Consigne 1:
D'après l'extrait sur Chateaubriand, où peut-on découvrir, selon lui, quelque tradition obscure de la Trinité, et dans quel exemple précis ?
Consigne 2:
Poursuivez l'extrait sur Chateaubriand et les mystères à partir de sa dernière phrase.

Extrait:

-------------------------

Et justement un abus de mots tout pareil aide Chateaubriand à «faire passer» les mystères, si j'ose m'exprimer ainsi. «Il n'est, dit-il, rien de beau, de doux, de grand dans la vie que les choses mystérieuses. Les sentiments les plus merveilleux sont ceux qui nous agitent un peu confusément: la pudeur, l'amour chaste, l'amitié vertueuse sont pleins de secrets. L'innocence à son tour... n'est-elle pas le plus ineffable des mystères?... Les plaisirs de la pensée sont aussi des secrets... Tout est caché, tout est inconnu dans l'univers», etc... Et ainsi, nous ne devons avoir aucune peine à croire au mystère de la Trinité ou au mystère de l'Incarnation, puisque la pudeur est un mystère, puisque l'innocence est un mystère, puisque la façon dont pousse un grain de blé est un mystère, et puisque le clair de lune est plein de mystère. À ce compte, le mot «mystère» aurait le même sens dans le «mystère de la Rédemption» et dans: «Le bocage était sans mystère!»
Lorsqu'il parle des dogmes du christianisme (et il faut bien qu'il en parle), soyez sûrs qu'il pense toujours aux encyclopédistes, à leurs disciples et à leurs lecteurs et qu'il ne veut pas leur paraître trop crédule, ni trop naïf (et cela est d'ailleurs fort bien vu, étant donné son dessein). Il noie la Trinité chrétienne dans une érudition de dictionnaire: «La Trinité fut peut-être connue des Égyptiens... Héraclide de Pont et Porphyre rapportent un fameux oracle de Sérapis... Les mages avaient une espèce de Trinité... Platon semble parler de ce dogme... Aux Indes la Trinité est connue... Au Thibet également... Les missionnaires anglais à Otaïti ont trouvé quelques traces de la Trinité...» Enfin, «on peut découvrir quelque tradition obscure de la Trinité jusque dans les fables du polythéisme». Où donc? Mais notamment dans les trois Grâces. Ô monsieur Singlin, ô monsieur Hamon, ô monsieur Daguet, que dites-vous de ce chrétien?

-------------------------

Données enregistrées:
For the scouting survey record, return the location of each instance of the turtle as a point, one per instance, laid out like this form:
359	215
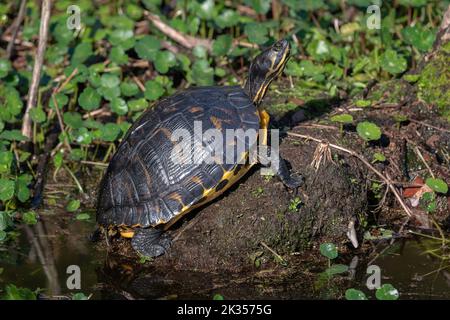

-------------------------

Corrigé 1:
Jusque dans les fables du polythéisme, notamment dans les trois Grâces.

Corrigé 2:
La Rédemption est «touchante». On ne peut pas dire moins. «Ne demandons point à notre esprit, mais à notre cœur, comment un Dieu peut mourir.» La chute est «avérée par la tradition universelle et par la transmission du mal moral et physique.» (Ne l'est-elle donc pas par la parole de l'Écriture sainte?) La communion, c'est «l'union entre une réalité éternelle et le songe de notre vie». La communion «présente d'abord une pompe charmante». Elle est l'«offrande des dons de la terre au Créateur». Elle «rappelle la Pâque des Israélites et annonce la fin des sacrifices sanglants.» Elle annonce la «réunion des hommes en une grande famille». Ce n'est qu'«en quatrième lieu» que «l'on découvre dans l'Eucharistie le mystère direct (?) et la présence réelle de Dieu dans le pain consacré».
À propos du sacrement de l'ordre, ingénieux développement sur les charmes de la virginité. «Les anciens la donnaient à Vénus-Uranie et à Minerve... L'Amitié était une adolescente... Parmi les animaux, ceux qui se rapprochent le plus de notre intelligence sont voués à la chasteté» (les abeilles)... «Concluons que les poètes et les hommes du goût le plus délicat ne peuvent rien objecter contre le célibat des prêtres.» Il insiste beaucoup là-dessus. Il a cet argument imprévu et vraiment trop ingénieux: «Le législateur des chrétiens naquit d'une vierge et mourut vierge. N'a-t-il pas voulu nous enseigner par là, sous les rapports politiques et naturels, que la terre était arrivée à son complément d'habitants et que, loin de multiplier les générations, il faudrait désormais les restreindre?» Puis il songe aux philosophes et aux économistes: «Au reste... l'Europe est-elle déserte parce qu'on y voit un clergé catholique qui a fait vœu de célibat? Les monastères même sont favorables à la société...»
Quand il rencontre l'enfer, dogme déplaisant, il supprime négligemment les peines physiques: «Le bonheur du juste consistera, dans l'autre vie, à posséder Dieu avec plénitude; le malheur de l'impie sera de connaître les perfections de Dieu, et d'en être à jamais privé.» Un peu plus loin: «Les méchants, dit-il, s'enfoncent dans le gouffre.» Et il passe.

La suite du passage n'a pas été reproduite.